**Exercise details**: Every record below needs to be printed again exactly.

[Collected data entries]
%%

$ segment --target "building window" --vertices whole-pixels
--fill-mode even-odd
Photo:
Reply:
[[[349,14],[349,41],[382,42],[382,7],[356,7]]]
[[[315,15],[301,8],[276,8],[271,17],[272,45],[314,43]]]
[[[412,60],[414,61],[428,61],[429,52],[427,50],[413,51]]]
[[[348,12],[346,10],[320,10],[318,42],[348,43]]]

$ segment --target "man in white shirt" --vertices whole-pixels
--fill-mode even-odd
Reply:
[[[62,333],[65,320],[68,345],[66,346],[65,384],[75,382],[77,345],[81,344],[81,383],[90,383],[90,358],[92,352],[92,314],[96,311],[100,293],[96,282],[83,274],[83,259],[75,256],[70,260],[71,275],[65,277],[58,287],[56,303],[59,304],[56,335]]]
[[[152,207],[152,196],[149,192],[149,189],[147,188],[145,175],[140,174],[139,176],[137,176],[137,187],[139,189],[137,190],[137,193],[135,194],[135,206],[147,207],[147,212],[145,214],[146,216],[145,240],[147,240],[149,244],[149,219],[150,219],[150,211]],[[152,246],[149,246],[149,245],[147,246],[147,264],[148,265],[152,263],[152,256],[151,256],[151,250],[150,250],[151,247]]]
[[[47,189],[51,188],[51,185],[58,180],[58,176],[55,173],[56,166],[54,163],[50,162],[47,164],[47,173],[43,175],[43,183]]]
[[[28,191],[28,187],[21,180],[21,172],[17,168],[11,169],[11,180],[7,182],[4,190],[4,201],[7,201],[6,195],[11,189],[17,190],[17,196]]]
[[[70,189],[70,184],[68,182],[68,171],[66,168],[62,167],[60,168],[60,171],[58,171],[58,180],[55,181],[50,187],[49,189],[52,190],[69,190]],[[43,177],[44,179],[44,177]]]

%%

**Task result**:
$ segment --target "building window" --vertices whole-pixels
--fill-mode even-odd
Photo:
Reply:
[[[349,14],[349,41],[382,42],[382,7],[356,7]]]
[[[315,15],[301,8],[276,8],[271,17],[272,45],[314,43]]]
[[[412,60],[414,61],[428,61],[429,52],[427,50],[413,51]]]
[[[348,12],[346,10],[320,10],[318,42],[348,43]]]

$ segment --target "man in white shirt" --vertices whole-pixels
--fill-mode even-odd
Reply:
[[[62,333],[65,320],[68,345],[66,346],[65,384],[75,382],[77,345],[81,344],[81,383],[90,383],[90,358],[92,352],[92,314],[96,311],[100,293],[96,282],[83,274],[83,259],[75,256],[70,260],[71,275],[65,277],[58,287],[56,303],[59,304],[56,335]]]
[[[152,207],[152,196],[149,192],[149,189],[147,188],[145,175],[140,174],[139,176],[137,176],[137,187],[139,189],[137,190],[137,193],[135,194],[135,206],[147,207],[147,212],[145,214],[146,216],[145,240],[147,240],[149,244],[149,219],[150,219],[150,211]],[[152,246],[149,246],[149,245],[147,246],[147,264],[148,265],[152,263],[152,256],[151,256],[151,250],[150,250],[151,247]]]
[[[47,189],[51,188],[51,185],[58,180],[58,176],[55,173],[56,166],[54,163],[50,162],[47,164],[47,173],[43,175],[43,183]]]
[[[28,191],[28,187],[21,180],[21,172],[17,168],[11,169],[11,180],[7,182],[4,190],[4,201],[7,201],[6,195],[11,189],[17,190],[17,196]]]
[[[70,189],[70,184],[68,182],[68,171],[66,168],[62,167],[60,168],[60,171],[58,171],[58,180],[55,181],[50,187],[49,189],[52,190],[69,190]],[[43,177],[44,179],[44,177]]]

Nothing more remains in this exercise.